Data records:
:::

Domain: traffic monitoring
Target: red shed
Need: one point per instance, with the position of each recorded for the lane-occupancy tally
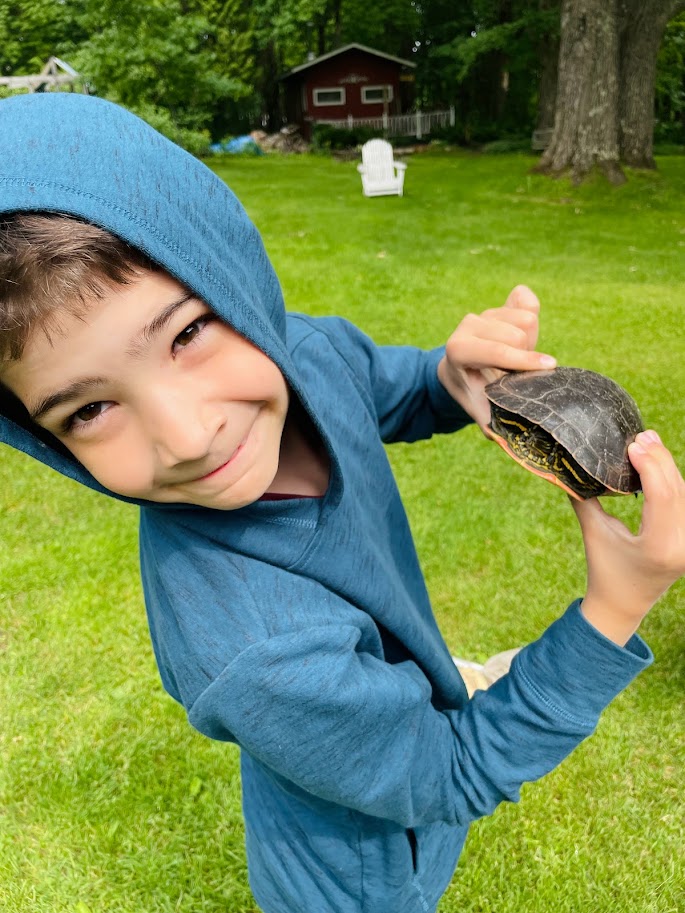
(353, 81)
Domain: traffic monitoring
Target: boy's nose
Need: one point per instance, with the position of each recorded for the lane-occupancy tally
(183, 429)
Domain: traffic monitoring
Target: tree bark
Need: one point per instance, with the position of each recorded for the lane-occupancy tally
(586, 121)
(641, 29)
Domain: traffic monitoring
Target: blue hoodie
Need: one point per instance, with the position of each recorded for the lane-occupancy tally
(301, 629)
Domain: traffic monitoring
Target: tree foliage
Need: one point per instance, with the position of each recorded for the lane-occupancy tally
(197, 68)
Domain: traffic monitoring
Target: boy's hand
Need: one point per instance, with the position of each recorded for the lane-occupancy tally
(486, 345)
(627, 574)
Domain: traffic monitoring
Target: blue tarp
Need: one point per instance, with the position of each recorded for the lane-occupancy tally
(237, 146)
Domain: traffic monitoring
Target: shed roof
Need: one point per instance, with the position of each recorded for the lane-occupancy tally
(347, 47)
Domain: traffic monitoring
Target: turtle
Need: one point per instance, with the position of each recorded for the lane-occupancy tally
(568, 425)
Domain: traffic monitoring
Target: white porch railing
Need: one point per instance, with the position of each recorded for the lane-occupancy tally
(418, 124)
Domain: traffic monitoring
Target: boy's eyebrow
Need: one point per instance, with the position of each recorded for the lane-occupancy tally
(157, 324)
(73, 391)
(79, 387)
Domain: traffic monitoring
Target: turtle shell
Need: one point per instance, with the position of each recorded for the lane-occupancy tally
(589, 415)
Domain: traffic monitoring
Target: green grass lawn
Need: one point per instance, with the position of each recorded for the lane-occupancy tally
(110, 802)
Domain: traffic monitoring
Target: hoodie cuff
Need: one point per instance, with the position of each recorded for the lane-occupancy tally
(449, 414)
(577, 671)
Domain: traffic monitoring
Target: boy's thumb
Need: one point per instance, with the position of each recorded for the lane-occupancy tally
(589, 513)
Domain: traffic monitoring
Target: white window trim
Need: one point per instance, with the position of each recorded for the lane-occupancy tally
(321, 104)
(376, 101)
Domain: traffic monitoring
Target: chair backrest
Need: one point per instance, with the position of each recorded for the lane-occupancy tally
(377, 158)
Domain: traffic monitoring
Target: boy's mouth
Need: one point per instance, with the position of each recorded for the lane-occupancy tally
(218, 469)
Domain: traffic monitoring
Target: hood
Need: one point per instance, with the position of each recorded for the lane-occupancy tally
(86, 157)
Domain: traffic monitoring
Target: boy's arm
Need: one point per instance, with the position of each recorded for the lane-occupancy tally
(415, 393)
(627, 573)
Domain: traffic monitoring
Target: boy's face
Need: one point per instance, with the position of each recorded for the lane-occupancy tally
(158, 398)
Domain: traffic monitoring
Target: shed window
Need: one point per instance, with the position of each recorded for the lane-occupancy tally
(374, 94)
(329, 96)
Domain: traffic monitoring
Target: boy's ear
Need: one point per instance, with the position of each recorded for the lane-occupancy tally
(11, 407)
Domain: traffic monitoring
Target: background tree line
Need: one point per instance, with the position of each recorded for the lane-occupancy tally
(597, 71)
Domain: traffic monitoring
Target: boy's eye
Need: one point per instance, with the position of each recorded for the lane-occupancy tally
(191, 332)
(89, 412)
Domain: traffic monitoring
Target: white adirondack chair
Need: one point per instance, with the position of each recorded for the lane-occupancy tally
(380, 173)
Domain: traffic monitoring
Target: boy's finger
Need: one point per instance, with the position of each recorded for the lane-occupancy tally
(523, 297)
(662, 484)
(589, 513)
(523, 319)
(488, 353)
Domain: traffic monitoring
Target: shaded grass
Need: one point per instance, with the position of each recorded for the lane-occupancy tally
(109, 801)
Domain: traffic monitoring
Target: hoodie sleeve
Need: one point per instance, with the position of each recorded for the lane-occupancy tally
(400, 382)
(353, 730)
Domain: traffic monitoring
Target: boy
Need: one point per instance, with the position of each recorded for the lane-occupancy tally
(146, 353)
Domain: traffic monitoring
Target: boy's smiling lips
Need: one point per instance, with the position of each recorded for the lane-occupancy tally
(228, 462)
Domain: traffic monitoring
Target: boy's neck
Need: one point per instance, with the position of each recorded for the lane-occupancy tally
(304, 467)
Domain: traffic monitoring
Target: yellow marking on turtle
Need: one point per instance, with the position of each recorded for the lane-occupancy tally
(572, 471)
(508, 421)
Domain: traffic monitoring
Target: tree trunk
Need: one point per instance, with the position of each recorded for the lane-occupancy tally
(641, 28)
(548, 51)
(586, 122)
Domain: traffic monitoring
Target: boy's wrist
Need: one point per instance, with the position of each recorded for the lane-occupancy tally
(617, 625)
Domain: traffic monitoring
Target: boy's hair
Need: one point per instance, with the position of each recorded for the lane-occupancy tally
(51, 264)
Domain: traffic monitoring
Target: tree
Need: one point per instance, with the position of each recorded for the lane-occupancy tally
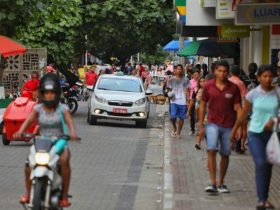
(54, 25)
(123, 28)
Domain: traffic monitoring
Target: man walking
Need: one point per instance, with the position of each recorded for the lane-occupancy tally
(91, 77)
(223, 100)
(178, 100)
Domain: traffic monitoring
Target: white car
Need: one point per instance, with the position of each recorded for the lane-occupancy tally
(121, 98)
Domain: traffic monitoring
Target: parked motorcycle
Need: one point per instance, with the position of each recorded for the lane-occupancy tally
(46, 191)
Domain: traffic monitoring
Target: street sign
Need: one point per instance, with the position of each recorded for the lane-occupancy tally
(224, 9)
(231, 31)
(260, 14)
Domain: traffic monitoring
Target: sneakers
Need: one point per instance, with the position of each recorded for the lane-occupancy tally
(211, 189)
(223, 189)
(214, 189)
(192, 133)
(197, 147)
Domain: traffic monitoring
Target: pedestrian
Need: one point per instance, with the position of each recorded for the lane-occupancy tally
(189, 71)
(223, 100)
(178, 100)
(195, 102)
(242, 134)
(129, 69)
(192, 90)
(264, 103)
(253, 82)
(91, 77)
(204, 70)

:::

## AIM OF THE EXERCISE
Each entry above should be returned exactly as written, minus its pictures.

## RESPONSE TO THE EXERCISE
Domain: traffic monitoring
Target: red shed
Need: one point per instance, with the position of each recorded for the lane-occupancy tally
(353, 81)
Domain: traffic monitoring
Target: boy's nose
Need: one point per instance, with the position of each recorded for the lane-occupancy tally
(183, 429)
Domain: traffic monitoring
Target: tree bark
Need: one point per instance, with the position of each recorded for the lane-occupancy tally
(586, 121)
(641, 29)
Domain: traffic monitoring
Target: blue hoodie
Need: one point per instance, with the position of each recorded for the lane-occupancy tally
(301, 629)
Domain: traffic monitoring
Target: tree foliage
Need: one point per instance, with the position of each recorded for the lane-occupancy tally
(197, 68)
Domain: traffic monitoring
Target: boy's hand
Need: one point per instance, with the position of each recorded for the lane-occupancy tally
(486, 345)
(627, 574)
Domain: traffic monitoring
Target: blue tarp
Need: one point per instance, with the position of each recorded for the lane-occupancy tally
(237, 146)
Domain: traffic monitoring
Target: shed roof
Need: one point per instance, with the position of each recorded for the lane-occupancy tally
(347, 47)
Domain: traffic monitoring
Target: turtle
Need: one point per instance, with the position of each recorded for the lane-occupancy tally
(568, 425)
Domain: traffic monitoring
Target: white porch railing
Need: one point per instance, with the position of each recorded for the lane-occupancy tally
(418, 124)
Domain: traffic monitoring
Target: boy's eyebrow
Need: one point per instance, with the position of each recorded for the lane-occupancy tally
(157, 324)
(73, 391)
(79, 387)
Domain: traffic monitoring
Target: turtle shell
Need: one point per instance, with the position of each recorded for the lane-occupancy tally
(589, 415)
Domain: traffic monitoring
Target: green grass lawn
Need: one point per instance, with the position of each recorded for the lane-occupancy tally
(110, 802)
Domain: traffic monitoring
Target: hoodie cuff
Need: one point per instance, with the position of each recorded for the lane-occupancy tally
(449, 414)
(577, 671)
Domain: traffic monitoring
Target: boy's thumb
Need: one point per instance, with the position of each recorded for the lane-occupancy tally
(589, 513)
Domain: traffic monitoring
Target: white window trim
Need: one point per instance, with the position of each recorded for the lane-occupancy tally
(321, 104)
(376, 101)
Domain: traffic monitoring
Target: chair backrest
Need: one point per instance, with the position of each recorded for the lane-occupancy tally
(377, 158)
Domain: traffic monitoring
Target: boy's mouth
Need: one point per instance, with the position of each recorded for the lane-occupancy tally
(218, 469)
Domain: traffic monitoring
Target: hood
Need: one point per instance, with the position of each recorded for the lane-occupancy tally
(86, 157)
Domain: traffic monitoring
Target: boy's arm
Need: one point per instance, with the position of each recorded for the lane-occupancy tally
(415, 393)
(627, 573)
Domain: traffic monitoring
Target: boy's face
Need: one point per instance, with the position of each recorded for the lane-occupancy tally
(158, 398)
Domain: traffic monitoring
Target: shed window
Need: one point per instance, with the position of each recorded for the lane-occupancy tally
(374, 94)
(329, 96)
Domain: traffic monitoring
Target: boy's ear
Need: one point per instance, with the position of each recorded for the lane-occupancy tally
(11, 407)
Domain: traffic monitoring
Target: background tree line
Need: one point per instance, with the position of each recorded for the lane-occupancy tally
(597, 71)
Domain: traffic monitoring
Target: boy's eye
Need: one point per instance, with the position of each recorded for the lane-occupancy tally
(191, 332)
(89, 412)
Domain: traffic monitoring
Target: white adirondack chair
Need: one point per instance, with the position of each recorded for the lane-occupancy tally
(380, 173)
Domain: traffic monitoring
Target: boy's finger
Need: one point per instance, with the position of each recorded for the lane-occupancy tally
(523, 297)
(662, 484)
(589, 513)
(523, 319)
(488, 353)
Domain: traffic monitoring
Target: shaded grass
Need: one point per instance, with the position of each recorded for the lane-occupancy tally
(109, 801)
Domain: traffic monitoring
Target: hoodie sleeve
Need: one point per instance, with the position of each recorded for the lane-occupancy tally
(400, 382)
(353, 730)
Domain: traffic monitoring
Target: boy
Need: one point per instance, with the position of each recorded for the lane-occupancy tally
(146, 353)
Domain: traffic monitoring
Target: boy's smiling lips
Need: one point per instance, with the position of each recorded for the lane-occupancy tally
(228, 462)
Domain: traffic monitoring
Target: boy's neck
Need: one point per instance, with the position of each recorded for the lane-occupancy tally
(304, 467)
Domain: traffic monitoring
Target: yellow marking on turtle
Need: one point per instance, with the position of each recorded for the lane-occupancy tally
(572, 471)
(508, 421)
Domain: traffic monitoring
Target: tree trunk
Need: one point per instance, with the position of each recorded for the lane-occupancy tally
(641, 28)
(548, 51)
(586, 122)
Domain: traffic monitoring
Target: boy's wrist
Need: one point per instance, with the position of each recorded for the lane-occupancy tally
(617, 625)
Domain: traffic monitoring
Target: boy's hair
Need: one point per instance, with the position of each recorded for the lane-occupancy tally
(51, 264)
Domain: traffic monitoring
Target: tree
Need: one point per instance, with the position of each recorded for the lane-occupancy tally
(54, 25)
(123, 28)
Domain: traffic monitoring
Target: man walking
Need: one point per instance, with the position of each recorded for the lane-occupancy tally
(91, 77)
(223, 100)
(178, 100)
Domain: traffic monitoring
Target: white car
Need: one point per instance, with the position of each recorded for the lane-occupancy tally
(121, 98)
Domain: traffic monitoring
Target: parked motorcycle
Need: one point per instance, with the position of each recorded for the lane-occupancy tally
(46, 191)
Domain: traffic monitoring
Target: street sign
Need: one point per instance, with the position of each recorded for the lane-occupancy tally
(224, 9)
(231, 31)
(260, 14)
Domain: traffic monitoring
Target: sneakers
Need: one point per instance, with the position of each recorded for the lane-occupancy tally
(211, 189)
(223, 189)
(214, 189)
(192, 133)
(197, 147)
Domain: traffic monitoring
Target: pedestrian
Need: one point per instance, with the position of each recorded for the lane-occupancy tally
(189, 71)
(223, 100)
(178, 100)
(195, 102)
(242, 134)
(129, 69)
(192, 90)
(264, 103)
(253, 82)
(91, 77)
(204, 70)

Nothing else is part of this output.